Passage to read:
<<<<

Statesville native Brian Summers protests outside the Statesville Civic Center on Monday. (Contributed photo.)

BY MIKE FUHRMAN

Brian Summers honored the legacy of Martin Luther King Jr. in a most fitting fashion on a chilly Monday morning.

As community residents and elected officials left the MLK Community Breakfast at the Statesville Civic Center, they encountered Summers protesting the policies and priorities of a city government that he contends have rendered the socio-economically disadvantaged residents of South Statesville poor and powerless.

While downtown has new businesses and a new vibrancy because of the city’s investment in new infrastructure and a new streetscape, South Statesville remains “barren with nothing,” Summers said. “There’s no hope.”

A Statesville native who has spent his career working in the U.S. Capitol Building for Republican congressmen and senators, in the White House, and traveling the country working for big-time GOP candidates, Summers said he was motivated to take a stand on Monday because of the City Council’s decision to scale back plans for a new municipal services building in South Statesville.

After discarding plans to house Statesville firefighters and Iredell County EMS personnel in the facility along with the Statesville Police Department, the council is now considering two options: build a new SPD headquarters on that city-owned property or scrap that site altogether.

That project, Summers and other proponents argue, had the potential to help revitalize a part of the city that lacks a grocery store, health-care facilities, access to reliable public transportation and good jobs. Hopes for new shops, medical clinics, and new affordable housing in the community hinge on public and private investment.

One $11 million municipal services building would not have triggered all of that, but it would have been something. It would have been a start. It would have given residents a reason to hope for something better.

Summers said he waited until after the MLK event to protest because he did not want to be a disruptive force. The MLK Celebration Committee put hours into planning the event and the community looks forward to the breakfast every year. He did not want to take away from that.

Summers grew up in public housing on Winona Street, and attended N.B. Mills and D. Matt Thompson before graduating from Statesville High School in 1989. He said he learned to think outside of the box and challenge what others take as gospel because of a couple of great teachers, Ben Stimson and Ed McClelland.

Raised by a strong single mom and heavily influenced by his grandparents, Summers remains cognizant that his actions even today reflect on his family. He dressed for the protest like he does for work in the nation’s capital because he wanted his grandmother to be proud of the man he has become and because he fights for what he believes is right.

>>>>

Provided material:
<<<<

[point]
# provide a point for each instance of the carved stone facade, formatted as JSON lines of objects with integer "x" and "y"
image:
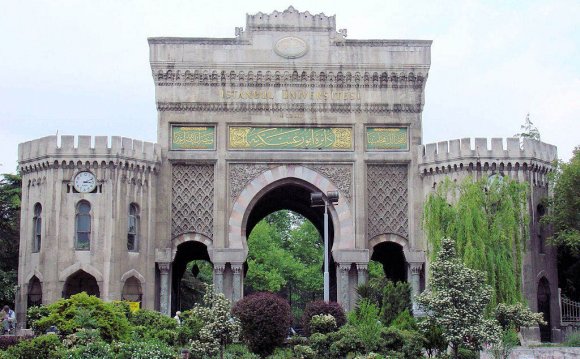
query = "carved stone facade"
{"x": 192, "y": 200}
{"x": 388, "y": 200}
{"x": 294, "y": 80}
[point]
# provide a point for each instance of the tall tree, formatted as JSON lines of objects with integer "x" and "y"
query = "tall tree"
{"x": 488, "y": 220}
{"x": 10, "y": 196}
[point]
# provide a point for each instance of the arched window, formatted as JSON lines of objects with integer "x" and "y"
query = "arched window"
{"x": 83, "y": 226}
{"x": 133, "y": 228}
{"x": 36, "y": 228}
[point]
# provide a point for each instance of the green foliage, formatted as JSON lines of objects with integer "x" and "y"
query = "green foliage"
{"x": 564, "y": 214}
{"x": 150, "y": 349}
{"x": 323, "y": 323}
{"x": 265, "y": 319}
{"x": 456, "y": 301}
{"x": 516, "y": 316}
{"x": 285, "y": 256}
{"x": 44, "y": 346}
{"x": 219, "y": 327}
{"x": 488, "y": 220}
{"x": 391, "y": 298}
{"x": 322, "y": 307}
{"x": 82, "y": 311}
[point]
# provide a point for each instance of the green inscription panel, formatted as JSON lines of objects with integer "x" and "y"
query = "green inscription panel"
{"x": 290, "y": 138}
{"x": 192, "y": 138}
{"x": 387, "y": 138}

>>>>

Description of the task:
In the article about Brian Summers's protest, in what year did Summers graduate from Statesville High School? None of the tasks draw on the records.

Written solution:
1989